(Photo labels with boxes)
○ ○ ○ ○ ○ ○ ○

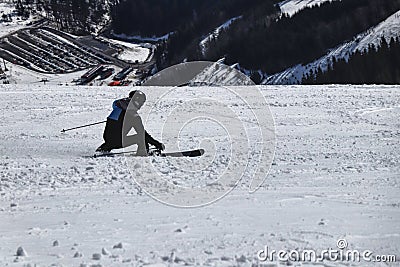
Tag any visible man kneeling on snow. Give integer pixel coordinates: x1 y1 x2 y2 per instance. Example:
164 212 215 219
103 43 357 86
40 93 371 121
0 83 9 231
96 90 165 156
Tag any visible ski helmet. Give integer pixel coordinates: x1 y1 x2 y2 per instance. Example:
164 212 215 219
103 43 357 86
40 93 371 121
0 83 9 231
129 90 146 108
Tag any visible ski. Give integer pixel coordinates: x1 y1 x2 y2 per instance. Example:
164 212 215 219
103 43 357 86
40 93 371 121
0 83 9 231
93 149 205 158
159 148 205 157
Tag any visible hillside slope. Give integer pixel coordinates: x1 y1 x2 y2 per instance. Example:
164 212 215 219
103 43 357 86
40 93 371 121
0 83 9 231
263 11 400 84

○ ○ ○ ○ ○ ○ ○

OBJECTIVE = Recast the lines of all the entries above as a single numbered list, dropping any blank lines and leaving out the pictures.

FULL RESPONSE =
1. Tag any visible man kneeling on snow. Give integer pixel coordinates: x1 y1 x2 y2 per instance. Example:
2. 164 212 215 219
3. 103 43 357 86
4. 40 93 371 121
5. 0 83 9 231
6. 96 90 165 156
7. Tag any visible ski helmet. Give integer pixel coordinates: x1 y1 x2 y2 per instance. Example:
8. 164 212 215 219
9. 103 43 357 86
10. 40 93 371 121
11. 0 83 9 231
12. 129 90 146 108
13. Tag any visible ski. Give integer pixel coordinates: x1 y1 x2 y2 per instance. Example:
14. 164 212 215 219
15. 103 43 357 86
16. 40 93 371 121
17. 0 83 9 231
18. 93 149 205 158
19. 159 148 205 157
20. Tag any visible hillside slope. Give integer pixel coordinates: x1 y1 x2 y2 per instance. Example:
21. 164 212 215 219
22. 103 43 357 86
23. 40 93 371 121
24. 0 83 9 231
25. 263 11 400 84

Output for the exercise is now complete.